> _Problem description_
Count the lines in the records below that contain the word "each", and reply with only that number.

> _Stored records_

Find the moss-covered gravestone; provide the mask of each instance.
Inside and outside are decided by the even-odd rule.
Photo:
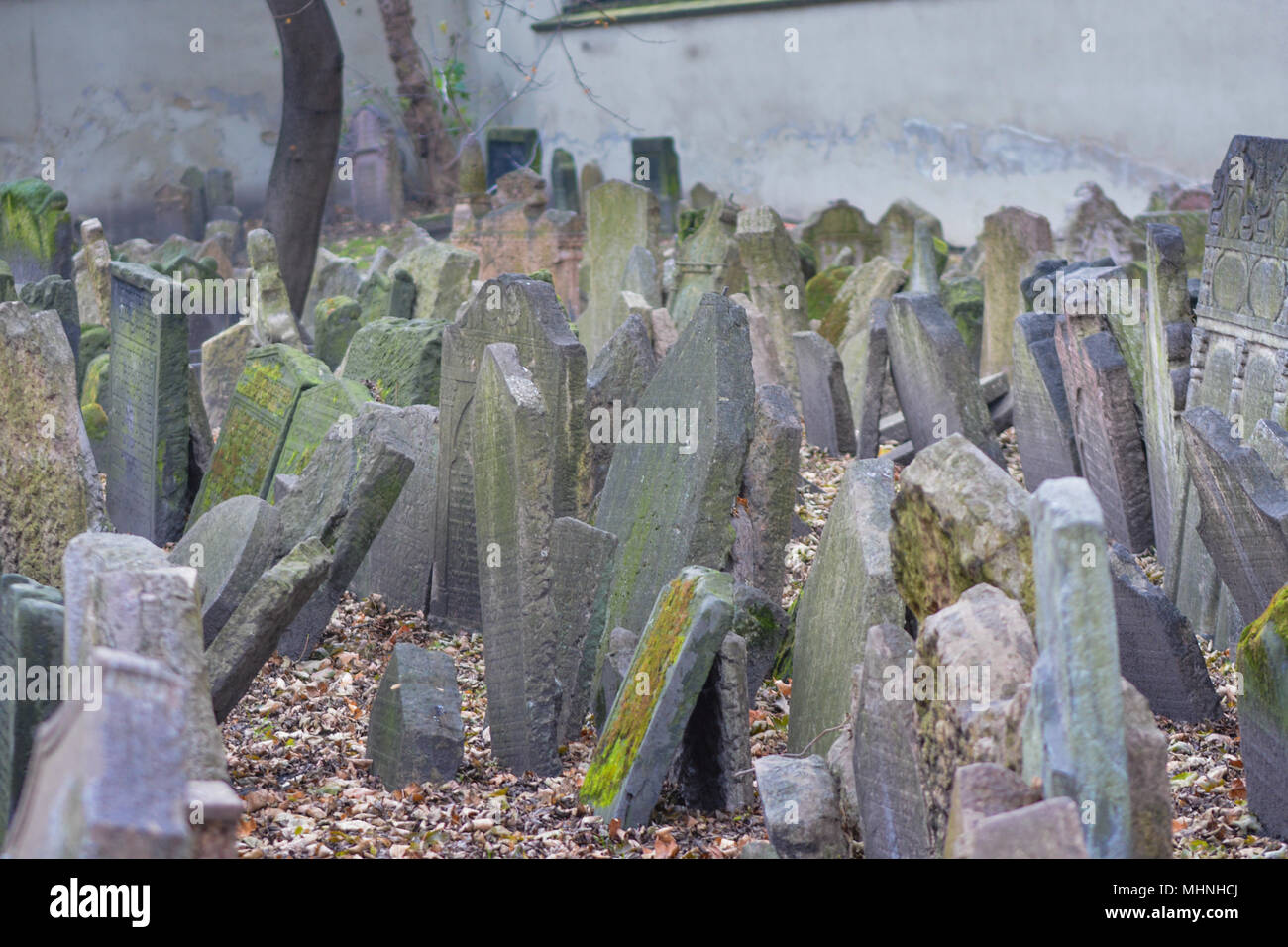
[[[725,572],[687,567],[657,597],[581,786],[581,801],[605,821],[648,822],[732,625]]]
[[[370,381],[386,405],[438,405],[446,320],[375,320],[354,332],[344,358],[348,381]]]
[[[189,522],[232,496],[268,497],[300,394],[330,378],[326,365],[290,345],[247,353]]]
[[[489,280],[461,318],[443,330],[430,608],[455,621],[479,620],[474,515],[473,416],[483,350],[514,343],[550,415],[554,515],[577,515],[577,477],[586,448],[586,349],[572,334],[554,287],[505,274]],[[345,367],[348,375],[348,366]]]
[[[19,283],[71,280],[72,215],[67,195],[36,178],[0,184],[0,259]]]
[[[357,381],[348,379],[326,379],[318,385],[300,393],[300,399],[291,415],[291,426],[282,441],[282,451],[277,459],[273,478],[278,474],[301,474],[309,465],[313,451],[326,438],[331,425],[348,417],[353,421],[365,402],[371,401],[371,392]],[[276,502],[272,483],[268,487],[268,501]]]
* * *
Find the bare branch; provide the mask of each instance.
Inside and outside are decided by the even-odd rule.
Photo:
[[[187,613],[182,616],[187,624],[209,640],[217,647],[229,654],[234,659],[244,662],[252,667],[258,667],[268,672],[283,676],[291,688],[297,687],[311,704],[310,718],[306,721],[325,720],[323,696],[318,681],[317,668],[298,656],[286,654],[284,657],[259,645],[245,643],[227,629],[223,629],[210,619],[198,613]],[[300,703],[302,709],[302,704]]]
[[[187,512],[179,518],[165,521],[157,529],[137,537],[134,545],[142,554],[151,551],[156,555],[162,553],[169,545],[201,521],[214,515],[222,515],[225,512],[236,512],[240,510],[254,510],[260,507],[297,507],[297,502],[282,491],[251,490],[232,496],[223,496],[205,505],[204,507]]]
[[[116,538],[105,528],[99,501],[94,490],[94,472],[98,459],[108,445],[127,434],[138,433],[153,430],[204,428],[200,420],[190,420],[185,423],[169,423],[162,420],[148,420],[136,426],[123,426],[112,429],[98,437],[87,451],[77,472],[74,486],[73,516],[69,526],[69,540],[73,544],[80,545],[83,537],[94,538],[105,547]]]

> _Solution to this problem_
2